** What you should do **
Extract all lines in the data that contain the word "accurate".

** Supplied material **
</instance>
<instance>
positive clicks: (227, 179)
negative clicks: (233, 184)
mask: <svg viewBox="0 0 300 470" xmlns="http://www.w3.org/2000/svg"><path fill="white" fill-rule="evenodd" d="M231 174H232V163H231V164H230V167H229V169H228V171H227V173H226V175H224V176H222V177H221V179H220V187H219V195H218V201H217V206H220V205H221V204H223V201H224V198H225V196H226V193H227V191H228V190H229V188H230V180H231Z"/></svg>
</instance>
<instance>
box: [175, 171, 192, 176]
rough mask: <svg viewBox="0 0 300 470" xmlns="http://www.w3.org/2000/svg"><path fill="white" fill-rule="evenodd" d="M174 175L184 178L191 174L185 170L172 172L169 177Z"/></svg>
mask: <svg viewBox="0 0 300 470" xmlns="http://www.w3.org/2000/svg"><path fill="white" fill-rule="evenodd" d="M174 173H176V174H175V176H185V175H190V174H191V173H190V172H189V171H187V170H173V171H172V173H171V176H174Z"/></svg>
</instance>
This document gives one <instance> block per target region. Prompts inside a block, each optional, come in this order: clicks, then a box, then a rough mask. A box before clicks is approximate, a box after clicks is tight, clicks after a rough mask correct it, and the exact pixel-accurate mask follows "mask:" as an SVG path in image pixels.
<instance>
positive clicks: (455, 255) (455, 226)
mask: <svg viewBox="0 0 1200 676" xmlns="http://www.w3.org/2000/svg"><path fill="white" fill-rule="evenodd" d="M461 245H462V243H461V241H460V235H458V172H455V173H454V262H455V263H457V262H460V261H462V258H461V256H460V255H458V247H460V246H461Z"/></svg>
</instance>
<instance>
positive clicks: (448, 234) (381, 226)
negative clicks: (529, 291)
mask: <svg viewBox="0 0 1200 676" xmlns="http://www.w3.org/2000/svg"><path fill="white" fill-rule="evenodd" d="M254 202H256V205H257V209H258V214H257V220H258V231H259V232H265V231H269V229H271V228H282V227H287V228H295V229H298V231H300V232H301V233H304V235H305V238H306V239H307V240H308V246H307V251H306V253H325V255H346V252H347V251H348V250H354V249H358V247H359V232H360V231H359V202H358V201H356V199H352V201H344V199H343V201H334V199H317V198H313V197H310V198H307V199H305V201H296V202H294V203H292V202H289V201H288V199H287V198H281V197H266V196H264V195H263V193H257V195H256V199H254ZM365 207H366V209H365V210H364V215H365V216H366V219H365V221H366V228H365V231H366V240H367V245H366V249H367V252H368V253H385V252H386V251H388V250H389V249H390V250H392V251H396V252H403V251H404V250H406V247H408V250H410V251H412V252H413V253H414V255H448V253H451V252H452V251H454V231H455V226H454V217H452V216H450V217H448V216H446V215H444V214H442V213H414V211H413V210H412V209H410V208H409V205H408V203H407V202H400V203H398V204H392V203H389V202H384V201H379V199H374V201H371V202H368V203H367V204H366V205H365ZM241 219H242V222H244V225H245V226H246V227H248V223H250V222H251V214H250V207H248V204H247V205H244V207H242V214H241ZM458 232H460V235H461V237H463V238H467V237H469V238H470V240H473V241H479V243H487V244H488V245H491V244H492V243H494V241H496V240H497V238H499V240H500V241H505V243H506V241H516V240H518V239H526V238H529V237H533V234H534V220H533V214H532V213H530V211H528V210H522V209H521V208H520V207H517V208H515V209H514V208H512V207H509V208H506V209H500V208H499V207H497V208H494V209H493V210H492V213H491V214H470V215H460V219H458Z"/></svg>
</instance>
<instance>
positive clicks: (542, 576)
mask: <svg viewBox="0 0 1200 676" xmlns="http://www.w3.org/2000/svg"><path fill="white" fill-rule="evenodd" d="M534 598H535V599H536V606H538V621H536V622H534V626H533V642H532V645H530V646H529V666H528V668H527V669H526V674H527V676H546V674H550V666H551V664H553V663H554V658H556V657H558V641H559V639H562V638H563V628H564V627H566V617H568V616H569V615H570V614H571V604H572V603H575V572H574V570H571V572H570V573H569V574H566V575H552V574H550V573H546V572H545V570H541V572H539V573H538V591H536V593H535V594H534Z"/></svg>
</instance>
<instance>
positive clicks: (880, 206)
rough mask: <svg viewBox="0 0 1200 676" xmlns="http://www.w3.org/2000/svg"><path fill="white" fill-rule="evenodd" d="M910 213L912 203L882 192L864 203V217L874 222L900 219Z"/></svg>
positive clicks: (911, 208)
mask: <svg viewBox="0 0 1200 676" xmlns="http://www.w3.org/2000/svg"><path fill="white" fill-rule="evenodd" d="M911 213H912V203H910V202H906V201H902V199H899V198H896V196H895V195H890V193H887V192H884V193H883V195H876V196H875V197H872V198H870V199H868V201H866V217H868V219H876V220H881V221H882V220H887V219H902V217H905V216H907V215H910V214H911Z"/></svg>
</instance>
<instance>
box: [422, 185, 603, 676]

--

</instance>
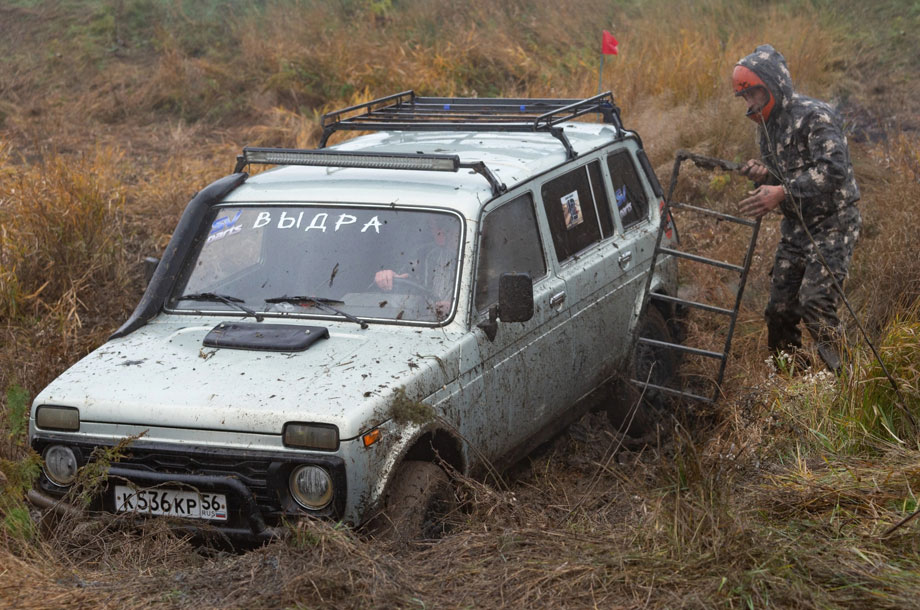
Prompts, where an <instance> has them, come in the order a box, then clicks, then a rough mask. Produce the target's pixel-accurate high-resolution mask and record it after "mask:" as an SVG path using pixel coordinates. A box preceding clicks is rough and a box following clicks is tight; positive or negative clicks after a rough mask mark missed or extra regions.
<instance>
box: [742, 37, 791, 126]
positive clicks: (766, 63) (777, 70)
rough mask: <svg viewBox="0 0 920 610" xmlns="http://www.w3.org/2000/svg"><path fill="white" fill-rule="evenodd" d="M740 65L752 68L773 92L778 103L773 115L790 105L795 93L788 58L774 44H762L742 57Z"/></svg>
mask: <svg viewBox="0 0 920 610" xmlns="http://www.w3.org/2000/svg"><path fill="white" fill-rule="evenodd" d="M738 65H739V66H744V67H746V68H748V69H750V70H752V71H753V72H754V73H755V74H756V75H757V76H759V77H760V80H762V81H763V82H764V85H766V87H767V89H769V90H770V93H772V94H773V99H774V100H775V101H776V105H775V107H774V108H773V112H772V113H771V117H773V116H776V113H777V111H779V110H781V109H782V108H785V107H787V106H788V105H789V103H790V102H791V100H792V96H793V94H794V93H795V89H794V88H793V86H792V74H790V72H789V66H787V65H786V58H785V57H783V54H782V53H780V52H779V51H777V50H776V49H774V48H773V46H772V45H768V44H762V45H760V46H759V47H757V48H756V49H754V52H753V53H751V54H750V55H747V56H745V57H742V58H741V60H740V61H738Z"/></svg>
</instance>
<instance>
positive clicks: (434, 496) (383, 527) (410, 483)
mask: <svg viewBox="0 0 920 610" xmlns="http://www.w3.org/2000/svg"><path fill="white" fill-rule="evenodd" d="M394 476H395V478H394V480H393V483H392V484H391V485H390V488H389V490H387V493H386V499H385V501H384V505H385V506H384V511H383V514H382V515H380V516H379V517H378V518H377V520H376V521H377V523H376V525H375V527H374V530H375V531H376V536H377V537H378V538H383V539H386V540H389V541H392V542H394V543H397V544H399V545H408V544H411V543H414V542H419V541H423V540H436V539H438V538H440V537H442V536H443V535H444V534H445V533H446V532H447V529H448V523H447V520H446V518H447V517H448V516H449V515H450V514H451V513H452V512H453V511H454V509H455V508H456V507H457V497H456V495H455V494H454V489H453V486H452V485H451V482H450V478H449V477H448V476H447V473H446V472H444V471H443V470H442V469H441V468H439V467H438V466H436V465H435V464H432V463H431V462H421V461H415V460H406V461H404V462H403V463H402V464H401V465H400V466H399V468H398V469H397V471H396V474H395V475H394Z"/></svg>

==

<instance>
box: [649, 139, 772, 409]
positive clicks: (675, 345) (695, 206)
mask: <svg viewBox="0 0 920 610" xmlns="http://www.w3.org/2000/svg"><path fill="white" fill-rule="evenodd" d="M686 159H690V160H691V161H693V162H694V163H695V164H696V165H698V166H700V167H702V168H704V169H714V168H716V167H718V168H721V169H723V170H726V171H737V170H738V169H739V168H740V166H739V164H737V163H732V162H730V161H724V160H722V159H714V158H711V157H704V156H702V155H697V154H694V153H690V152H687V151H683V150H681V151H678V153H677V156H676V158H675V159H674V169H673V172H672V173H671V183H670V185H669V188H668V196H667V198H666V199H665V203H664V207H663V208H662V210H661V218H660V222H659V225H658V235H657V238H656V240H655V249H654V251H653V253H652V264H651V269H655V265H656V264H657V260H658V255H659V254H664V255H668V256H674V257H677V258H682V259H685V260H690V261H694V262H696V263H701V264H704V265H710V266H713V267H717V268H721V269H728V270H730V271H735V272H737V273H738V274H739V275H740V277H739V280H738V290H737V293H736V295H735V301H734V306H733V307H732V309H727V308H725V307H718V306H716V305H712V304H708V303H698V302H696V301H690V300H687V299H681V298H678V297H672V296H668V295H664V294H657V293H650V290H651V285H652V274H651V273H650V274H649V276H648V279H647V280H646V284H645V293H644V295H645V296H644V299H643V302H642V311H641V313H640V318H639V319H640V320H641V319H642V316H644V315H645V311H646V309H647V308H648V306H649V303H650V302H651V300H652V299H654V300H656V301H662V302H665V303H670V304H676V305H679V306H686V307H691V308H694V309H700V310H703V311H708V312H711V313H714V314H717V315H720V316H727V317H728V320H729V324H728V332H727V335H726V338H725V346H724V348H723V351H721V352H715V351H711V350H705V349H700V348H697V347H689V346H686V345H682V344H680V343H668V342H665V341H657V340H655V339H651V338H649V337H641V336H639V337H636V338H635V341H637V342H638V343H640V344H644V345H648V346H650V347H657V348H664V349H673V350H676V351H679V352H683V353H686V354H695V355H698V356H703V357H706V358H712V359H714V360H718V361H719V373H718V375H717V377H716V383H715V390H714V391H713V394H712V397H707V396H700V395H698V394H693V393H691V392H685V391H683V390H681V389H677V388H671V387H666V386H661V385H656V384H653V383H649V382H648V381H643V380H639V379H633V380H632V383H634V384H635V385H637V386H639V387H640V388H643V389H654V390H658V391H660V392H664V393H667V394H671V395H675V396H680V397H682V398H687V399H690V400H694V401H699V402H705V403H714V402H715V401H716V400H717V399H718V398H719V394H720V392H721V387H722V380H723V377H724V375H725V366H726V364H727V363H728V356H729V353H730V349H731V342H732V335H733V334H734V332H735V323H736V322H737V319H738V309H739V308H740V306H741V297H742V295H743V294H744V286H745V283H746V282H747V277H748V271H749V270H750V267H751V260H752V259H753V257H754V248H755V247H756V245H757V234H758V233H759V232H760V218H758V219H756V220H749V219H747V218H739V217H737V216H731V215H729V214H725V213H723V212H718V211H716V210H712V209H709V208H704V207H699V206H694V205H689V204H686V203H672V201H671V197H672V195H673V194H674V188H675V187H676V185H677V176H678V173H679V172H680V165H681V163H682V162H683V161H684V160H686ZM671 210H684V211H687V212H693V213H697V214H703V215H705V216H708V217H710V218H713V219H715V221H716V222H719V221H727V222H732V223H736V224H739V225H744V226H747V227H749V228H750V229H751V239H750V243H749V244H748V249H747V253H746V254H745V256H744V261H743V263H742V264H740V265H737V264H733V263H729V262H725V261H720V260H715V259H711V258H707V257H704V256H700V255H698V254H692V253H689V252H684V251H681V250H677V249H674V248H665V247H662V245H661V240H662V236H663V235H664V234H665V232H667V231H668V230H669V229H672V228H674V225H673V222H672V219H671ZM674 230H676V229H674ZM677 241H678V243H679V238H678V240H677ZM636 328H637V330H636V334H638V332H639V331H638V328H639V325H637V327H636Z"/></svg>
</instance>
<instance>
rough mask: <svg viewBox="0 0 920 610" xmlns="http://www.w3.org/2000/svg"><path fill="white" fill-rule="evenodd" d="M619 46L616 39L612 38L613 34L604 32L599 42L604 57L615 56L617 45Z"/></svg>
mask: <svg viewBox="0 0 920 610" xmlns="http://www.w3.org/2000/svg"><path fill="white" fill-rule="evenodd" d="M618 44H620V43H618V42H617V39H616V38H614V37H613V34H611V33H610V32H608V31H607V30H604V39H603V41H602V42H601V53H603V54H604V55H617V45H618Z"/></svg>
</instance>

** Exercise response **
This document gives one <instance> block per target region. Prompts inside a block, each optional, come in this order: clicks, then a box, then a rough mask. A box before clicks is approximate, a box after clicks is tight, clicks after a rough mask correct it, and the exact pixel-accurate mask follows "mask:" as an SVG path in image pixels.
Prompts, where an <instance> has them, come in the order a box, then clicks, then a rough mask. Produce the target's pixel-accurate high-resolution mask and record it after "mask:" as an SVG path using pixel coordinates. A box preceding clicks is rough and a box following clicks is tight; positive or negative clicks after a rough mask mark missed or extra regions.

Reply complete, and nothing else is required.